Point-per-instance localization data

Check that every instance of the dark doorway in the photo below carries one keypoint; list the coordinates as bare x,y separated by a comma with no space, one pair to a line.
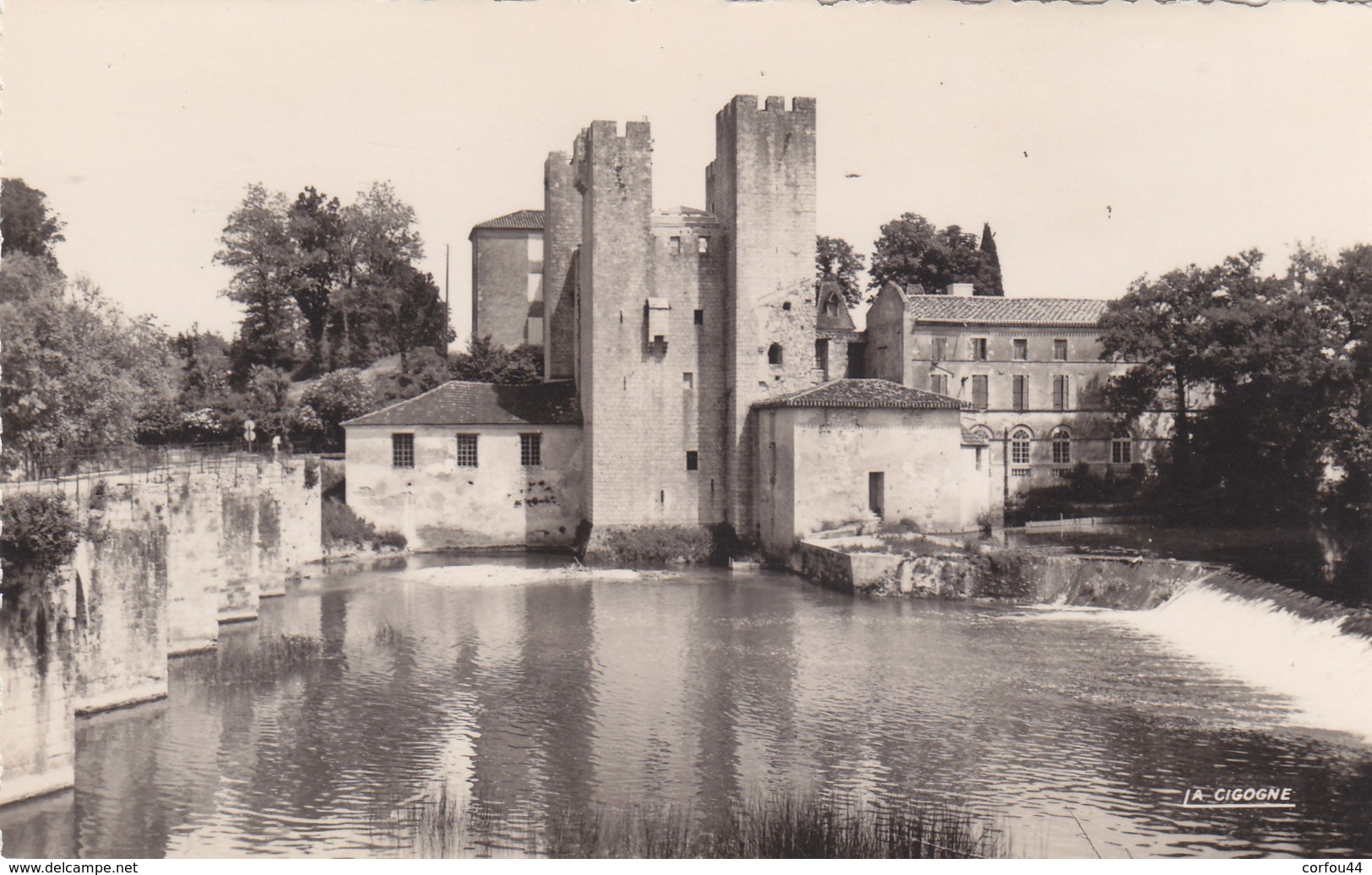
877,492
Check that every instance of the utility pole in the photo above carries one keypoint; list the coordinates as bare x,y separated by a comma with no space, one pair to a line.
447,310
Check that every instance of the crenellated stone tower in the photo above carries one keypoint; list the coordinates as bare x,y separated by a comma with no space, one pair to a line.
762,188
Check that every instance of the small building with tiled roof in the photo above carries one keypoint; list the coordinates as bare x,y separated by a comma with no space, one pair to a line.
856,448
471,465
508,279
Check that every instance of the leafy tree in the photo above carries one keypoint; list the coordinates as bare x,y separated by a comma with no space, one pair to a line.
77,373
1167,327
838,262
28,226
911,251
490,362
336,397
420,372
257,246
988,274
316,226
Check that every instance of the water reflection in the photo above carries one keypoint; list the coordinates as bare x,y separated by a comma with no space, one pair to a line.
698,692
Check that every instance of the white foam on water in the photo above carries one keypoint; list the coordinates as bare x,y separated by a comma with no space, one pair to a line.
1324,671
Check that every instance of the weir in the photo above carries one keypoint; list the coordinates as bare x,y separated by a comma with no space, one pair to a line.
162,561
1315,652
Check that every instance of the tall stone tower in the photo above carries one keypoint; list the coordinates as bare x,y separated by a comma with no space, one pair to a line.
762,188
615,178
561,237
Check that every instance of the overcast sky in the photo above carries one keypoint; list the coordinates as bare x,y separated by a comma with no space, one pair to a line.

### Exercise
Reproduce nothing but the lines from the line containing "Check that every instance of the water" to the last line of the data, each exactly as written.

### Written solution
Check that every instance of the water reflection in the photo above carries one keypoint; list the coordinates as bare x,y separated by a comma with no space, one pair to a line.
698,692
Check that every instance of the white foam on water in the photo above carries one keypoint; list the coordinates as bare x,y separated by a comma with no space, one pair to a line.
1324,671
Check that every instance of the weir in the photo above carries one keypoint; list the coordinates as bare x,y separated by a comma with no space, one pair to a line.
162,561
1315,652
Check that every instance of the tall stone tower in the photo above carries one keypoint; list the coordinates as bare x,y separated by a comma with no space, one pair to a line.
762,188
615,178
561,237
Check that every instance of the overcast sky in the photo above carries one keypoint; list the coordinates as bare x,y separated by a comma with no space, one pair to a line.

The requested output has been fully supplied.